## PROBLEMS:
1. Using the Saleh Mamman biography, explain why his education made him appear to be a suitable person to take on Nigeria's electricity problems.
2. According to the Saleh Mamman biography, who replaced him as Minister of Power after the September 2021 cabinet reshuffle?
3. Translate this sentence from the Saleh Mamman biography into Spanish: "He retired from civil service in 2002 and transitioned into business and politics full-time."

## TEXT SECTION:
☆ ☆ ☆
Saleh Mamman, born on January 2, 1958, in Taraba State, a trained electrical engineer and former civil servant, was appointed Minister of Power under President Muhammadu Buhari in 2019, with a mandate to fix what had broken. Instead, he is now a convicted criminal, sentenced in absentia to 75 years in prison, a fugitive from the most severe corruption judgment ever handed down to a serving or former Nigerian government minister. His story is a case study in how power can be used to deepen the very darkness it was meant to illuminate.
Saleh Mamman Profile
| Name | Saleh Mamman |
| Real Name | Saleh Mamman |
| Date of Birth | January 2, 1958 |
| State of origin | Taraba |
| Tribe | Hausa |
| Nationality | Nigerian |
| Occupation | Politician |
| Religion | Islam |
| Marital Status | Married |
| Net Worth | $1 million |
| Copied from | content101.com |
Educational Background

Saleh Mamman began his higher education at Kaduna Polytechnic, where he obtained a Higher National Diploma in Electrical and Electronics Engineering in 1988, building a technical foundation that would later make him a credible candidate for one of the most sensitive ministerial briefs in the country. He later attended Bayero University in Kano, where he earned a Master of Business Administration in 2015, adding administrative and managerial expertise to his engineering background. The combination of technical training and business education made him appear, on paper, exactly the kind of professional Nigeria needed to take on its chronic electricity infrastructure crisis.
Career

Saleh Mamman started his working life in 1981 as a teacher at a technical school in Mubi, Adamawa State, a modest beginning that did not indicate the heights and depths that lay ahead. In 1992, he transferred his service to Taraba State following the state’s creation, joining the Taraba State Ministry of Works where he rose through the civil service ranks to the position of Assistant Director in charge of Electrical Services.
He retired from civil service in 2002 and transitioned into business and politics full-time. His political career included serving as the pioneer State Party Chairman of the Congress for Progressive Change in Taraba State, aligning himself with what would eventually become the APC political machinery that brought President Buhari to power.
In August 2019, President Buhari appointed him as Minister of Power, swearing him in on August 21 of that year. He held the portfolio until September 2021, when he was sacked during a cabinet reshuffle and replaced by Abubakar Aliyu.
☆ ☆ ☆
[Location identification items]

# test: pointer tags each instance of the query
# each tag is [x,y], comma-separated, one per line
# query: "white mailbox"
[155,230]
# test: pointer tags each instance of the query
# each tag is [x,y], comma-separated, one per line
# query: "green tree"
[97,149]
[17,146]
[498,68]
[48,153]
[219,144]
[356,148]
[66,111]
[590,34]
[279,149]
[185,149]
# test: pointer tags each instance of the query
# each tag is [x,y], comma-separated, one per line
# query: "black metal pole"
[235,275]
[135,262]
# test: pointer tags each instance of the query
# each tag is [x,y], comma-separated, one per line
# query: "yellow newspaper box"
☆ ☆ ☆
## RESULTS OF THE EXERCISE:
1. His Higher National Diploma in Electrical and Electronics Engineering from Kaduna Polytechnic gave him a technical foundation. His Master of Business Administration from Bayero University added administrative and managerial expertise. The biography states that this combination of technical training and business education made him appear, on paper, to be exactly the kind of professional Nigeria needed for its chronic electricity infrastructure crisis.

2. Abubakar Aliyu replaced him.

3. Se retiró de la administración pública en 2002 y pasó a dedicarse a tiempo completo a los negocios y a la política.